Consignes:
A) Réécrivez le passage de l'article allant de « A la suite de » à « même le jeune! », en remplaçant « instructrice » par « monitrice ».
B) D'après l'article, pourquoi Rozka choisit-elle de travailler à quatorze ans malgré son désir d'apprendre ?

Article:
++++++++++
“Nous n’avions pas le privilège de choisir entre la conversion au christianisme et se sacrifier pour sanctifier le nom de Dieu; en cela, nous avons différé de nos ancêtres. … Nous avons eu le choix de la manière de vivre jusqu’à la fin comme Juifs libres et de mourir en tant que personnes libérées.” Ainsi, en 1982, Rozka Korczak-Marla se réfère-t-elle au choix fait par les membres des mouvements Halutz dans le Ghetto de Vilna.
Rozka nait en avril 1921 à Bieslko, un petit village riverain de la Vistule, qui ne compte que quarante familles juives. Son père Gedaliah est marchand de bétail, un Juif respectueux de la tradition et aspirant sioniste. Deux sœurs plus jeunes, Teibel et Rachel périront avec leur mère Hinda en 1942.
Comme il n’y a pas d’école juive dans son village, Rozka étudie dans une école polonaise. En quatrième, elle organise une grève des élèves juifs pour protester contre les remarques antisémites du directeur. Dans le même temps, elle étudie aussi les Écritures et le Talmud dans un kheder, assise à une table de côté, non autour de la table centrale, réservée aux garçons.
A la suite de la dégradation de leur situation financière, la famille déménage à Plock (94 kilomètres au nord de Lodz) en 1934. Malgré son désir d’apprendre, Rozka, âgée de quatorze ans, décide de travailler en raison de la pénurie d’argent dans la famille. Elle complète ses connaissances en assistant aux cours du soir et en lisant des livres. “Ce sont mes universités”, at-elle dit. Après avoir lu “Auto-émancipation” (1882) de Leon Pinsker, elle trouve sa voie vers le Ha-Shomer HaTsaïr, où elle devient instructrice et membre de la direction. Sa loyauté envers le mouvement socialiste la met rapidement en conflit avec le mode de vie traditionnel à la maison. Rozka, fidèle à sa promesse, part en excursion avec son groupe à Yom Kippur, mais elle observe quand même le jeune!
++++++++++
Entrées fournies:
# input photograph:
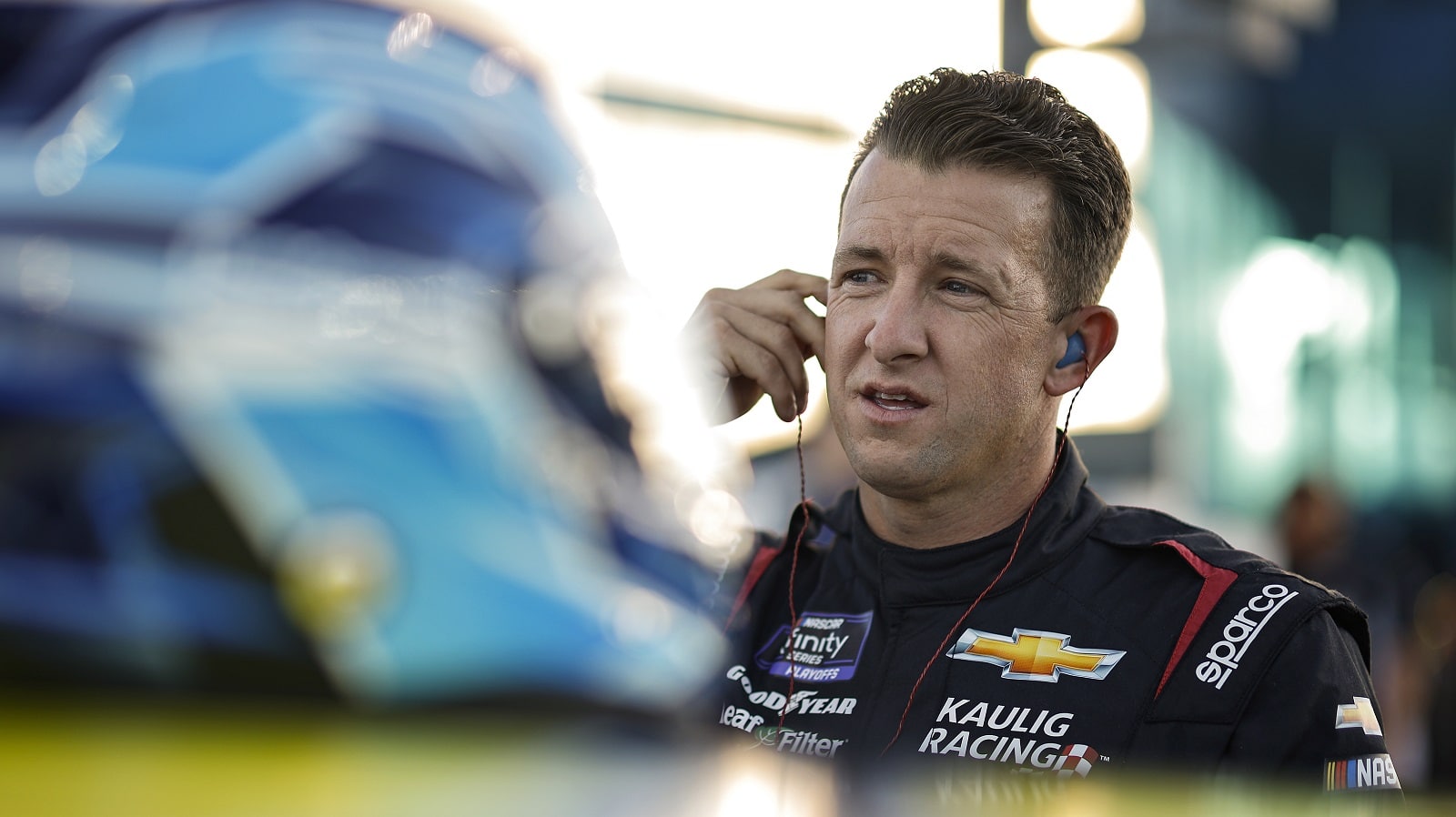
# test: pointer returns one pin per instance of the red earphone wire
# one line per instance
++++++++++
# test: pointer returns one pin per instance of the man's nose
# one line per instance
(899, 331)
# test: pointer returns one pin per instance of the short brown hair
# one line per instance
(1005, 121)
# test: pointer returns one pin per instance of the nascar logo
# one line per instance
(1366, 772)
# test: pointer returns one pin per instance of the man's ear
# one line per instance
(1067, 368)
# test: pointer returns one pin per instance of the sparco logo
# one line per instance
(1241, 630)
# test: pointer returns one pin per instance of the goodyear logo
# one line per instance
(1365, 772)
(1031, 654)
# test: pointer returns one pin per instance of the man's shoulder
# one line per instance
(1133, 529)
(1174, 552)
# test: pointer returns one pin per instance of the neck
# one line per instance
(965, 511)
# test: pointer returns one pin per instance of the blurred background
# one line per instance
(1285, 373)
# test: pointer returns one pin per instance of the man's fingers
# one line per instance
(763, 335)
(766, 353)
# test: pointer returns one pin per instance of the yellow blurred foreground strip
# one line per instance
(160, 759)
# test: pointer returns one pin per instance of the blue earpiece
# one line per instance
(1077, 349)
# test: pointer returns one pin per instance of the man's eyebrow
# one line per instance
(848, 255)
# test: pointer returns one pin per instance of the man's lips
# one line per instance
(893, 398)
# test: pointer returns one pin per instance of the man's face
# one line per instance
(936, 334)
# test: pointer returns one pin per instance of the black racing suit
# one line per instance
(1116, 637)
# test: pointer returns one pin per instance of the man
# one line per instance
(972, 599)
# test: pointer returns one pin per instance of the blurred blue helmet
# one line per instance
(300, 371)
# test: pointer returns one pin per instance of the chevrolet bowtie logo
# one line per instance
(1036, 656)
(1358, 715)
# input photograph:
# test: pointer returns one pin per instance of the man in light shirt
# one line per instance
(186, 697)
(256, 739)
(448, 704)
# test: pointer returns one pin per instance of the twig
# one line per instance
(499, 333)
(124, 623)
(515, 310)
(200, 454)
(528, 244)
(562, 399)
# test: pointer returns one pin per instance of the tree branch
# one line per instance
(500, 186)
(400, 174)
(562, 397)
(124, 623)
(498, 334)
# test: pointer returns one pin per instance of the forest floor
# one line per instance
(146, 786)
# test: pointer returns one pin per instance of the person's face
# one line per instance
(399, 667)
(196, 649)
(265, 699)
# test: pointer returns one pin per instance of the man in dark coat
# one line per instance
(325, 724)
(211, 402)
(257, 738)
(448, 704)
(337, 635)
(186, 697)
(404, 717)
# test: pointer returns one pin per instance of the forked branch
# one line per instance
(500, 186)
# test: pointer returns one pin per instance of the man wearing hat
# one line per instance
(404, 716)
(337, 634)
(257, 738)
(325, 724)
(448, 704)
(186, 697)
++++++++++
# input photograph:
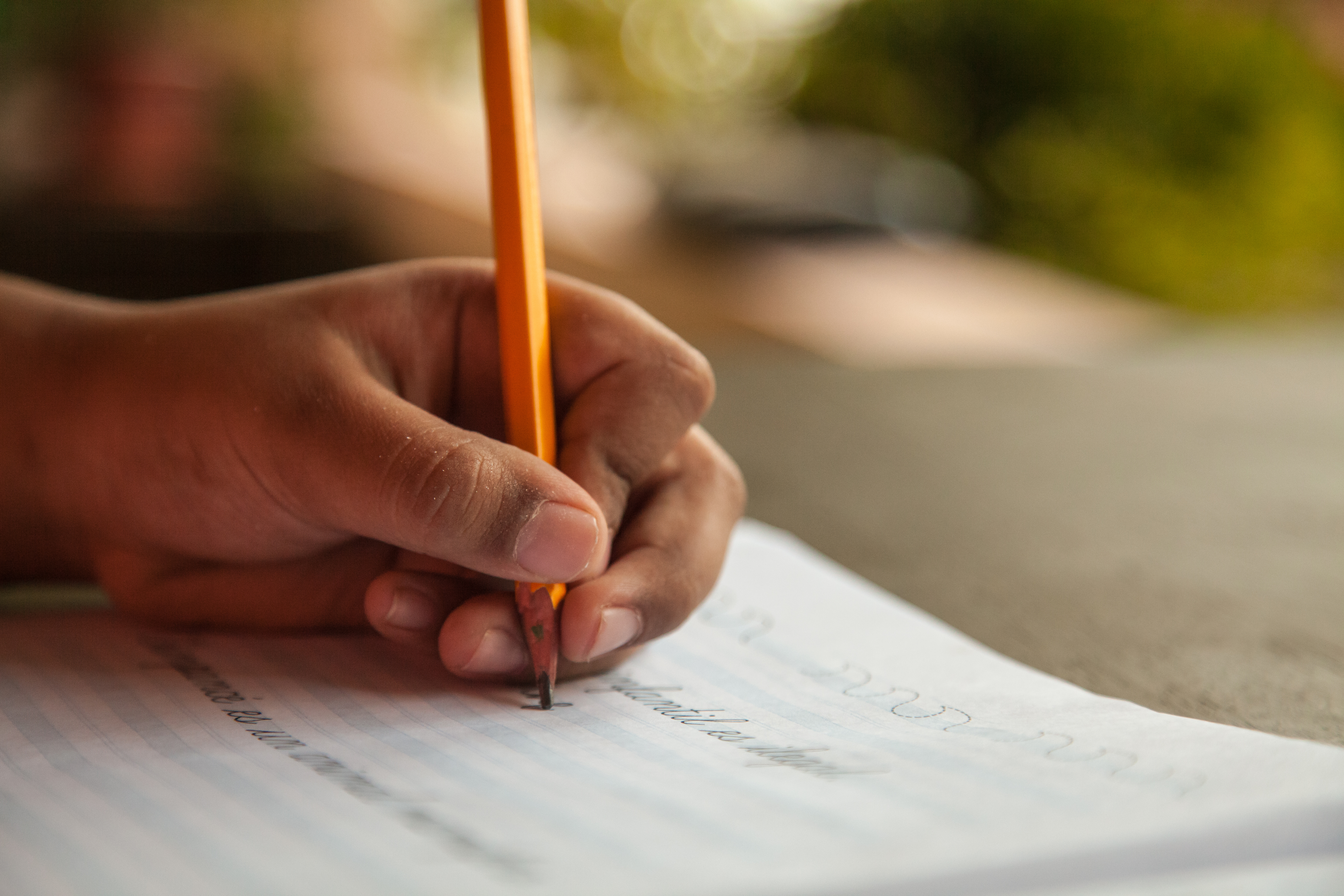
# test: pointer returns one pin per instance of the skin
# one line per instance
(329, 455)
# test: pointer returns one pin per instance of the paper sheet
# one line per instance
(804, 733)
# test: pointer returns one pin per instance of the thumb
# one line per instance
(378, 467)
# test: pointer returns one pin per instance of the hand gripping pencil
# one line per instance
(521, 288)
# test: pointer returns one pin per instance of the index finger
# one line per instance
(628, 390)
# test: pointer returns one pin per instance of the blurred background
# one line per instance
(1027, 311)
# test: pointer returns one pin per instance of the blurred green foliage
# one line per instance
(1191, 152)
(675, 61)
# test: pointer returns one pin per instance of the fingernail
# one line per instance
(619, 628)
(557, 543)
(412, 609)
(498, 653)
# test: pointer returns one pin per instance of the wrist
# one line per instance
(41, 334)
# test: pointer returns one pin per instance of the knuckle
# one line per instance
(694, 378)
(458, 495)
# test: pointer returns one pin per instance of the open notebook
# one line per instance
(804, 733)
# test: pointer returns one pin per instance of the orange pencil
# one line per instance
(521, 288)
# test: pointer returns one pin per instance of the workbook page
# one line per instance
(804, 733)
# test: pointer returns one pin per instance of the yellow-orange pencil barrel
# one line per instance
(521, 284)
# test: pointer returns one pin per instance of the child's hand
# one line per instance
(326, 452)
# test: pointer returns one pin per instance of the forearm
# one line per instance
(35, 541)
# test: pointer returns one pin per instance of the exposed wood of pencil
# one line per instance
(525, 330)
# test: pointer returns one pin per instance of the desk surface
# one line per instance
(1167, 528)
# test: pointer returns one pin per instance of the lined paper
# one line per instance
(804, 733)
++++++++++
Corrigé:
A)
A la suite de la dégradation de leur situation financière, la famille déménage à Plock (94 kilomètres au nord de Lodz) en 1934. Malgré son désir d’apprendre, Rozka, âgée de quatorze ans, décide de travailler en raison de la pénurie d’argent dans la famille. Elle complète ses connaissances en assistant aux cours du soir et en lisant des livres. “Ce sont mes universités”, at-elle dit. Après avoir lu “Auto-émancipation” (1882) de Leon Pinsker, elle trouve sa voie vers le Ha-Shomer HaTsaïr, où elle devient monitrice et membre de la direction. Sa loyauté envers le mouvement socialiste la met rapidement en conflit avec le mode de vie traditionnel à la maison. Rozka, fidèle à sa promesse, part en excursion avec son groupe à Yom Kippur, mais elle observe quand même le jeune!

B) Rozka choisit de travailler à cause de la pénurie d'argent dans sa famille. La situation financière de celle-ci s'était dégradée, au point qu'elle avait déménagé à Plock en 1934.